Instruksi Tugas 1
Perbarui semua baris data dari baris pertama hingga baris yang memuat "[804,458,849,500]" (baris itu ikut disertakan) dengan mengganti "large dome" menjadi "main dome" tanpa mengubah bagian lain. Tampilkan hanya baris-baris tersebut dan jangan sertakan gambarnya.
_ _ _ _ _
Dukungan Ekonomi dan Diplomatik yang Berkelanjutan
Hubungan AS-China juga tegang karena "Kebijakan Satu China," yang mengakui Republik Rakyat China sebagai satu-satunya perwakilan sah China. Tindakan terbaru AS, seperti janji Presiden Joe Biden untuk mendukung militer Taiwan dan kunjungan pejabat AS, meningkatkan ketegangan dengan China. Ketidakpercayaan antara kedua negara terus berkembang, didorong oleh tindakan non-administratif yang mendukung Taiwan.
Tensi Ekonomi dan Dampak Global
Aspek ekonomi hubungan AS-China juga mengalami ketegangan. Perang dagang dan larangan chip semikonduktor yang dibuat di Taiwan memperburuk masalah ini. Penasihat Keamanan Nasional AS Jake Sullivan mempertahankan larangan tersebut sebagai penting untuk keamanan nasional, menekankan bahwa perdagangan bilateral mencapai rekor tertinggi meskipun ada ketegangan ini.
_ _ _ _ _
Instruksi Tugas 2
Menurut kutipan tentang hubungan AS-China, siapa yang mempertahankan larangan chip semikonduktor sebagai hal penting untuk keamanan nasional?

Baris Data
_ _ _ _ _
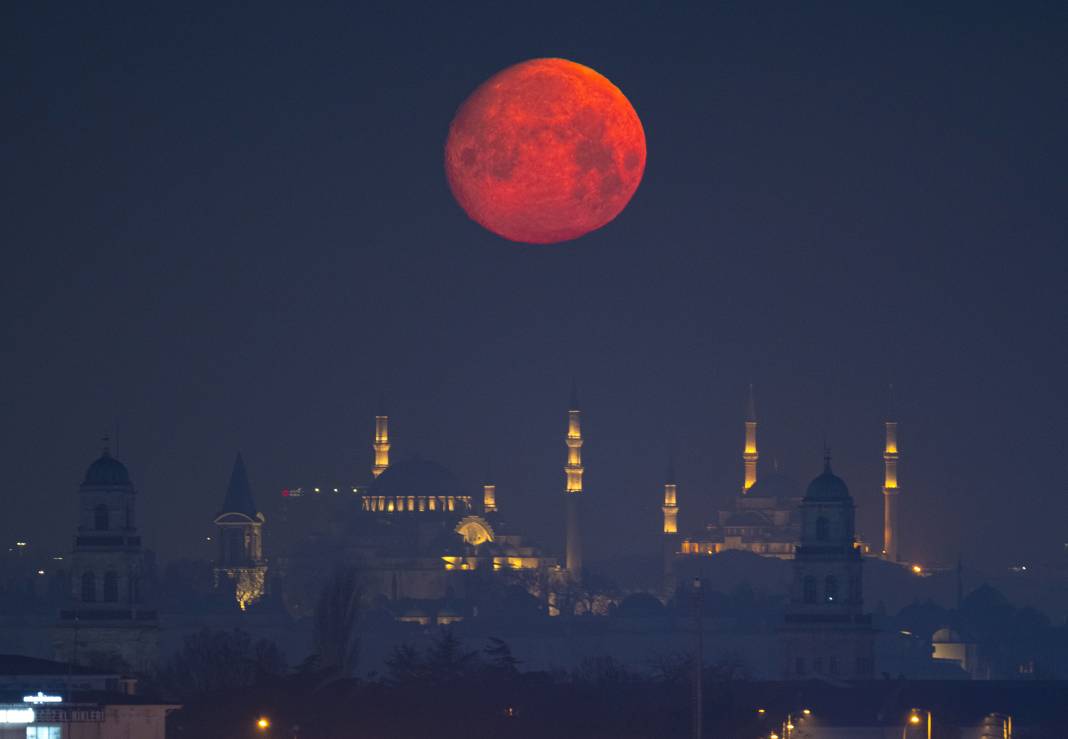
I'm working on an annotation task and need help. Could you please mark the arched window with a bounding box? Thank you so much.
[104,571,119,603]
[849,577,862,603]
[81,572,96,603]
[816,516,831,541]
[823,575,838,603]
[93,503,108,531]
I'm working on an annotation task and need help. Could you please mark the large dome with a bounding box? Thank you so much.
[371,459,464,496]
[82,451,130,485]
[804,458,849,500]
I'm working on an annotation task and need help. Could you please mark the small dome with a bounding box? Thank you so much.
[371,459,464,496]
[804,457,849,500]
[931,628,964,644]
[723,510,771,528]
[82,450,130,486]
[745,472,801,498]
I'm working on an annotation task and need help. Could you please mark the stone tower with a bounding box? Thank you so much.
[780,455,875,680]
[741,384,760,493]
[482,482,497,514]
[882,386,901,562]
[371,413,390,477]
[52,441,159,672]
[564,383,584,578]
[215,454,267,611]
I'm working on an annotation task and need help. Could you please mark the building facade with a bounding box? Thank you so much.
[780,456,875,680]
[52,445,159,672]
[214,454,267,611]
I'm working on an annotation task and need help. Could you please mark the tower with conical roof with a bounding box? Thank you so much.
[371,403,390,477]
[53,439,159,672]
[741,384,760,492]
[215,454,267,611]
[564,382,585,578]
[882,386,901,562]
[662,458,678,597]
[780,454,875,680]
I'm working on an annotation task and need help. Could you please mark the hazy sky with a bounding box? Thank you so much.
[0,2,1068,566]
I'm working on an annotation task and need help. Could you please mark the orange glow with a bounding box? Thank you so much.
[445,59,645,243]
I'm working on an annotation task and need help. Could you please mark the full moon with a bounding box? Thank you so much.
[445,59,645,243]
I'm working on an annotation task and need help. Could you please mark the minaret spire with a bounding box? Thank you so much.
[741,383,759,493]
[564,381,585,578]
[371,404,390,477]
[663,455,678,598]
[882,384,901,562]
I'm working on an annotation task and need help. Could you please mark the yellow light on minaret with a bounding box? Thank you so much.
[882,386,901,562]
[564,404,584,493]
[564,386,584,578]
[741,384,760,492]
[371,415,390,477]
[663,478,678,534]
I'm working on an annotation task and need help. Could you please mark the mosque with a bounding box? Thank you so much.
[663,386,900,580]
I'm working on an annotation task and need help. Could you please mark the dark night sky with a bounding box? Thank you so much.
[6,2,1068,566]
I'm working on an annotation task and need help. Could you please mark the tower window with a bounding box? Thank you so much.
[823,575,838,603]
[93,503,108,531]
[81,572,96,603]
[104,571,119,603]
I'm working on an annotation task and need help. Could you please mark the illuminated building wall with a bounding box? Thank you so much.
[371,415,390,477]
[741,386,759,492]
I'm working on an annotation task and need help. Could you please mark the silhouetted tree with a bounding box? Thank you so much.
[483,636,520,675]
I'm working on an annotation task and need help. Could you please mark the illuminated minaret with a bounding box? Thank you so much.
[882,386,901,562]
[564,383,583,578]
[663,459,678,597]
[371,415,390,477]
[741,384,759,493]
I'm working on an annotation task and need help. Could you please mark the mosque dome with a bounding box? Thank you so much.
[745,472,801,498]
[804,457,849,501]
[82,450,130,486]
[371,459,464,496]
[931,627,964,644]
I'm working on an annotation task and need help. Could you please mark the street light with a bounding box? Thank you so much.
[901,708,931,739]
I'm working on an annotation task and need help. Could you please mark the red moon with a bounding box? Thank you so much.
[445,59,645,243]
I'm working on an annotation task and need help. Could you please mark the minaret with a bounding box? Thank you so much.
[371,414,390,477]
[564,383,583,578]
[663,459,678,598]
[882,386,901,562]
[741,384,760,493]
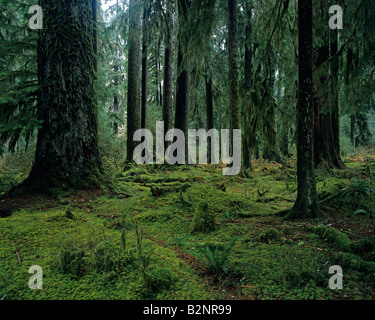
_ _ _ _ _
Jawaban Akhir 1
I'm working on an annotation task and need help. Could you please mark the arched window with a bounding box? Thank you so much.
[104,571,119,603]
[849,577,862,603]
[81,572,96,603]
[816,516,831,541]
[823,575,838,603]
[93,503,108,531]
I'm working on an annotation task and need help. Could you please mark the main dome with a bounding box? Thank you so much.
[371,459,464,496]
[82,451,130,485]
[804,458,849,500]

Jawaban Akhir 2
Penasihat Keamanan Nasional AS Jake Sullivan.